[Your objective]
In the maths revision guide, how much time is allotted for the revision test?

Junior Cycle Mathematics Revision Guide

Revision Test Overview

Subject: Junior Cycle Maths Revision Test.
Time Allotted: $90\,minutes$ .
Instructions:
- Answer all questions.
- Show all workings clearly.
- Calculators are permitted unless instructions specify otherwise.

Section A: Algebra

Evaluating Algebraic Expressions:
- Process: Substitute given numerical values into the variables of the expression and solve.
- Example (Question 1): Evaluate $3x^2 - 2y$ where $x = 4$ and $y = 5$ .
  - Substitute: $3(4)^2 - 2(5)$
  - Square the value: $3(16) - 10$
  - Multiply: $48 - 10$
  - Final Result: $38$
Expanding and Simplifying:
- Process: Use the distributive law to multiply terms outside parentheses by terms inside, then combine like terms.
- Example (Question 2): Expand and simplify $2(3x - 5) + 4(x + 2)$ .
  - Distribute: $(6x - 10) + (4x + 8)$
  - Group like terms: $6x + 4x - 10 + 8$
  - Simplify: $10x - 2$
Factorisation:
- Highest Common Factor (HCF): Identify the largest factor that divides into all terms.
- Example (Question 3): Factorise completely $6x^2 + 9x$ .
  - Identify HCF: The HCF of $6$ and $9$ is $3$ ; the HCF of $x^2$ and $x$ is $x$ . Common factor is $3x$ .
  - Divide terms by HCF: $3x(2x + 3)$
Solving Linear Equations:
- Process: Isolate the variable using inverse operations.
- Example (Question 4): Solve $5x - 7 = 18$ .
  - Add $7$ to both sides: $5x = 18 + 7$
  - Simplify: $5x = 25$
  - Divide by $5$ : $x = 5$
Solving Simultaneous Equations:
- Method (Elimination): Align equations to eliminate one variable by addition or subtraction.
- Example (Question 5): Solve $x + y = 10$ and $2x - y = 5$ .

[Dataset content]

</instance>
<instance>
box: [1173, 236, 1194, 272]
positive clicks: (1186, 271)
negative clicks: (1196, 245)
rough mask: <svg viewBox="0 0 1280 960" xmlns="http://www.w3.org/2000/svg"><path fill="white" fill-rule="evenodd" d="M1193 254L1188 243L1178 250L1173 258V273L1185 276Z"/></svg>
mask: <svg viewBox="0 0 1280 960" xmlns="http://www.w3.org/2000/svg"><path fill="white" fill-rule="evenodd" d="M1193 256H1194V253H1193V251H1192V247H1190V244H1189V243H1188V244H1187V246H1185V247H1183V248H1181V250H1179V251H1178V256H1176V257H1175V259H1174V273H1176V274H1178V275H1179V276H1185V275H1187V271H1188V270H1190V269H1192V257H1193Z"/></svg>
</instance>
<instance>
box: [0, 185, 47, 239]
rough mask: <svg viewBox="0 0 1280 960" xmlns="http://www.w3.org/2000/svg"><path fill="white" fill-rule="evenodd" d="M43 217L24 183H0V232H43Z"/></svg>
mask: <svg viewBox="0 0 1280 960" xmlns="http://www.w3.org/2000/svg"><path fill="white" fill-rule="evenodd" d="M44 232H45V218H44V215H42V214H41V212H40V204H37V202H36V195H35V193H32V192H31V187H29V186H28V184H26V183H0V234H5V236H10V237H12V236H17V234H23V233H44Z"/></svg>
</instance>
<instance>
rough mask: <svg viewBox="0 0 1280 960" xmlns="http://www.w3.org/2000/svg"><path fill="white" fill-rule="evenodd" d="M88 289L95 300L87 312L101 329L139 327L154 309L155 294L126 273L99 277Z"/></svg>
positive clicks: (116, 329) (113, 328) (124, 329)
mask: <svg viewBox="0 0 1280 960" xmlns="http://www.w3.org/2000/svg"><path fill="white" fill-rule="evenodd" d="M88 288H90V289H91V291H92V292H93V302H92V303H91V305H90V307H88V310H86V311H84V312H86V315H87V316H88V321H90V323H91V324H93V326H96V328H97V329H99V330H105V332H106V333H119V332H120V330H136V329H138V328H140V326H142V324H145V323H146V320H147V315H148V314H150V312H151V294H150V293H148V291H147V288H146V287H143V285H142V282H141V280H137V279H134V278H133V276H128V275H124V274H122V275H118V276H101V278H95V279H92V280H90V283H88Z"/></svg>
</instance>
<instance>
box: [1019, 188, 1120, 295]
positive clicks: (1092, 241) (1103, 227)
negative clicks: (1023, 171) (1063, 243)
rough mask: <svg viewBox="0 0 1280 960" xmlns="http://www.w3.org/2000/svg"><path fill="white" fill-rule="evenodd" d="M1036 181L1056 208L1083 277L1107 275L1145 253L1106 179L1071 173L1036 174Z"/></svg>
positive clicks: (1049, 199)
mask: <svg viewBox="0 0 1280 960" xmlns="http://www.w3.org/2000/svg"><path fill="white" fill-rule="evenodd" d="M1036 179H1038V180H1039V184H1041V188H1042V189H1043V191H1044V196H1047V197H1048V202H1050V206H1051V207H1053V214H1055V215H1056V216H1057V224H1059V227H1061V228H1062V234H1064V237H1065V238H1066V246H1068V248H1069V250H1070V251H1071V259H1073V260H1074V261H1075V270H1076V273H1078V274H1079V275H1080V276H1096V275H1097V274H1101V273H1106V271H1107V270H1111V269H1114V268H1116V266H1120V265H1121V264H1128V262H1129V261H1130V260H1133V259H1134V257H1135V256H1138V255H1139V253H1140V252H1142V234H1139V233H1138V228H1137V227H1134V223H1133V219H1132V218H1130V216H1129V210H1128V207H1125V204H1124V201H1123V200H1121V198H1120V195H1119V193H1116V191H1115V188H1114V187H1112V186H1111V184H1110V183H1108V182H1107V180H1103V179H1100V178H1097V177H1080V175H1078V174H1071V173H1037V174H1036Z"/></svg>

[Reply to the task]
90 minutes